**PASSAGE:**
┄┄┄┄┄┄
Calculate the Population Stability Index
psi.Rd
psi()
computes the population stability index based on the
score range bin assigned to each observation in the development and
monitoring samples
Arguments
- x
Factor vector representing the score range bin assigned to each observation in the development sample
- y
Factor vector representing the score range bin assigned to each observation in the monitoring sample
Details
The population stability index compares the sample distributions between the development data and the monitoring data across score ranges. It helps answer the question, “Does our recent applicant pool continue to look like the applicant pool that the model was trained on?”
The PSI is derived via the formula
$$\sum(P(Y = b) - P(X = b)) * ln\Big(\frac {P(Y = b)}{P(X = b)}\Big)$$
for each score range bin \(b\), where \(X\) is the development sample and \(Y\) is the monitoring sample.
┄┄┄┄┄┄
**RECORDS SUPPLIED:**
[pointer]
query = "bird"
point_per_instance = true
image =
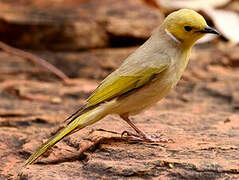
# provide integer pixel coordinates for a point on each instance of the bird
(145, 77)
┄┄┄┄┄┄
**REQUIRED WORK:**
[A] Reproduce the stretch of the Population Stability Index page from "The PSI is derived" through "the monitoring sample.".
[B] List each symbol that the last sentence of the Population Stability Index page defines, along with what it stands for.
[C] Extend the Population Stability Index page beyond its final sentence.

**REPLIES:**
[A]
The PSI is derived via the formula
$$\sum(P(Y = b) - P(X = b)) * ln\Big(\frac {P(Y = b)}{P(X = b)}\Big)$$
for each score range bin \(b\), where \(X\) is the development sample and \(Y\) is the monitoring sample.

[B]
b: each score range bin
X: the development sample
Y: the monitoring sample

[C]
The population stability index can be interpreted as follows:
PSI Value | Interpretation |
< 0.10 | No significant shift in population |
[0.10, 0.25) | Minor shift in population |
> 0.25 | Significant shift in population |
References
Siddiqi, Naeem (2017). Intelligent Credit Scoring: Building and Implementing Better Credit Risk Scorecards. 2nd ed., Wiley., pp. 369.
Examples
set.seed(123)
score_ranges <- c("[188,215]", "(215,221]", "(221,227]", "(227,237]")
# Simulate development data
development <- sample(
x = score_ranges,
size = 1000,
replace = TRUE,
prob = c(0.25, 0.25, 0.25, 0.25)
) |>
factor(
levels = score_ranges,
ordered = TRUE
)
# Simulate monitoring data
monitoring <- sample(
x = score_ranges,
size = 200,
replace = TRUE,
prob = c(0.10, 0.20, 0.30, 0.40)
) |>
factor(
levels = score_ranges,
ordered = TRUE
)
# Compute the population stability index
psi(
x = development,
y = monitoring
)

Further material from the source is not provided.